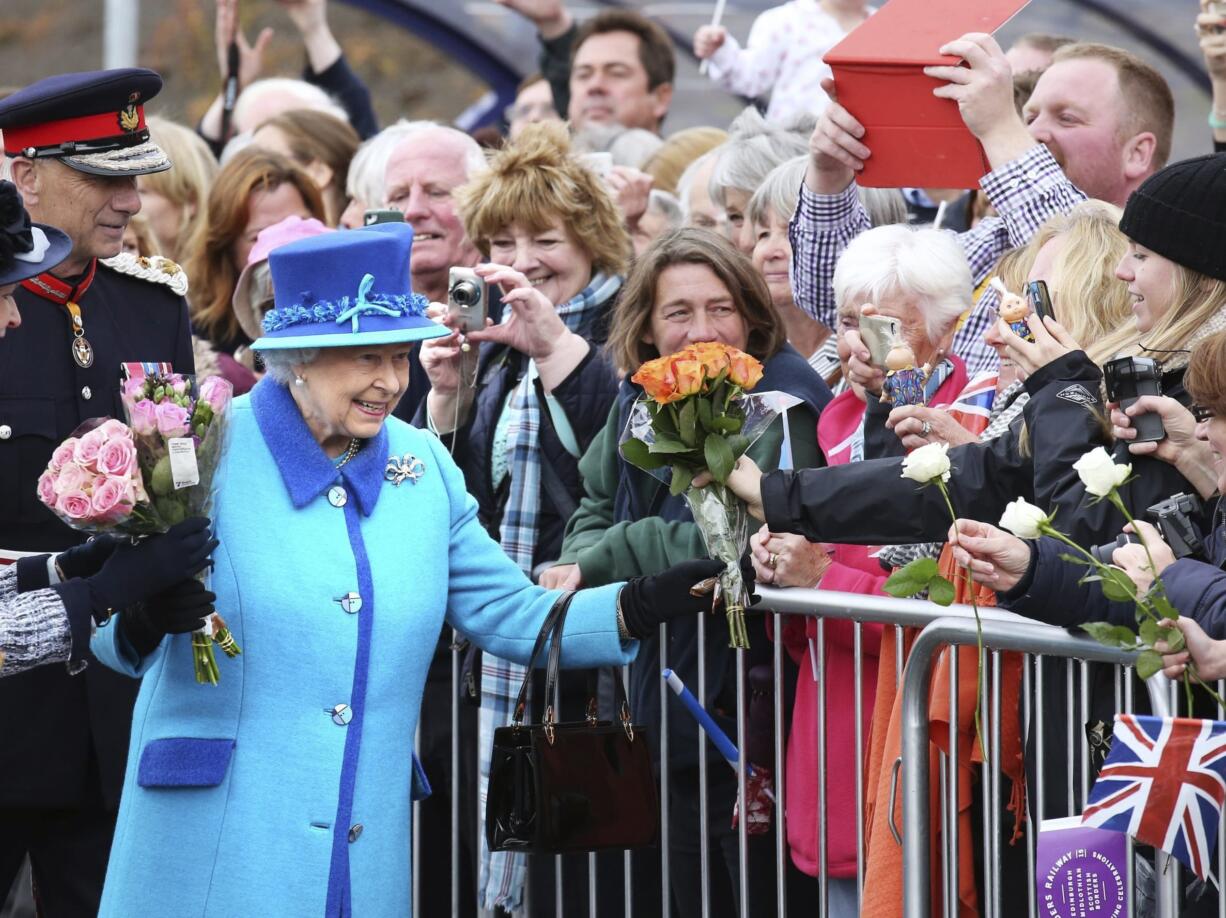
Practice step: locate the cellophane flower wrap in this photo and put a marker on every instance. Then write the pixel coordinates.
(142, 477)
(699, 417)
==
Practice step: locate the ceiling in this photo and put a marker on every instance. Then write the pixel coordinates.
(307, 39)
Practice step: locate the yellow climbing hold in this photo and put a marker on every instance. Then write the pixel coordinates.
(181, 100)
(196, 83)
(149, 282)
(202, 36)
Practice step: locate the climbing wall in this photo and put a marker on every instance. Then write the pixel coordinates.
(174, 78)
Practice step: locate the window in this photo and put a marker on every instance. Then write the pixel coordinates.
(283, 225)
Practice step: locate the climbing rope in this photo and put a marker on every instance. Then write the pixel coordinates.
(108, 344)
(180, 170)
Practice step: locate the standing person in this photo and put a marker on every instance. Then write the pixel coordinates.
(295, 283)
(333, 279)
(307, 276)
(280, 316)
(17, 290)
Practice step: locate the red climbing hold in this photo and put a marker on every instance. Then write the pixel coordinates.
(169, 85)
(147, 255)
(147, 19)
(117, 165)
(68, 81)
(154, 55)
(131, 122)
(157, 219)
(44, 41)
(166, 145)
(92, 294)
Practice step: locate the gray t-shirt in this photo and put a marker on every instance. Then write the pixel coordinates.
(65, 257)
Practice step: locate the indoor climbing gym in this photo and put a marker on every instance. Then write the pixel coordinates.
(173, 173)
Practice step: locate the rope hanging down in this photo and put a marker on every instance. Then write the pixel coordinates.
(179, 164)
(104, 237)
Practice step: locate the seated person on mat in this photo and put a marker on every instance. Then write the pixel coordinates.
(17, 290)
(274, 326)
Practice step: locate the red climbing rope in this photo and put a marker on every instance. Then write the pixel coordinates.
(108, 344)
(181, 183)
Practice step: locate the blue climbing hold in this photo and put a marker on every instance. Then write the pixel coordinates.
* * *
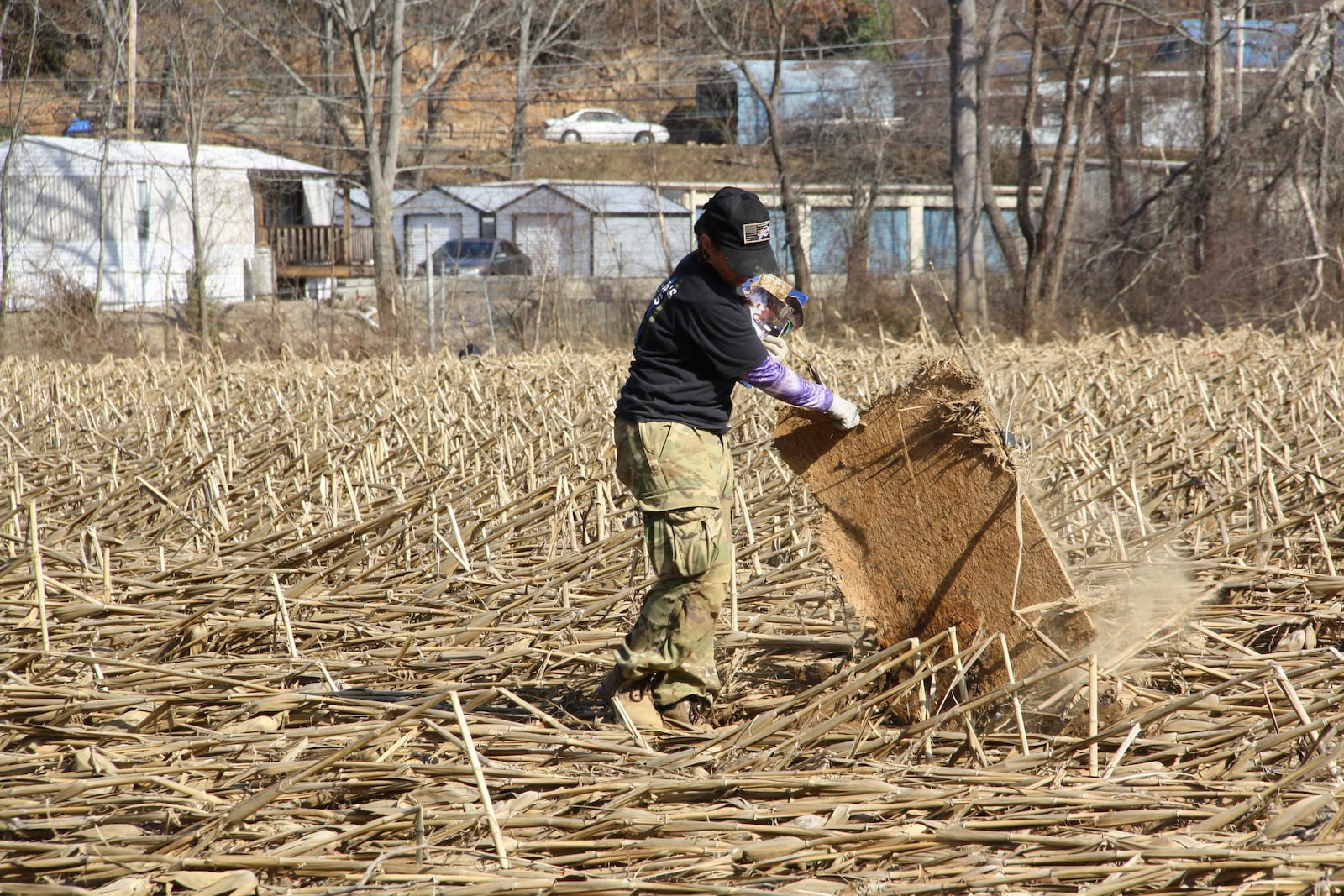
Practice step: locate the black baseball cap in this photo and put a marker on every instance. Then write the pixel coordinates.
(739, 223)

TASK GOAL ::
Return each line in the data above that contains the string "person", matching case exactly.

EXERCISE OUTPUT ::
Practice step: locate the standing person in this photo and put a marker on every instance. Then write the pixel coordinates.
Practice step: locate the seated person on mat in this photo and put a marker on every instance. Then write the pixel coordinates.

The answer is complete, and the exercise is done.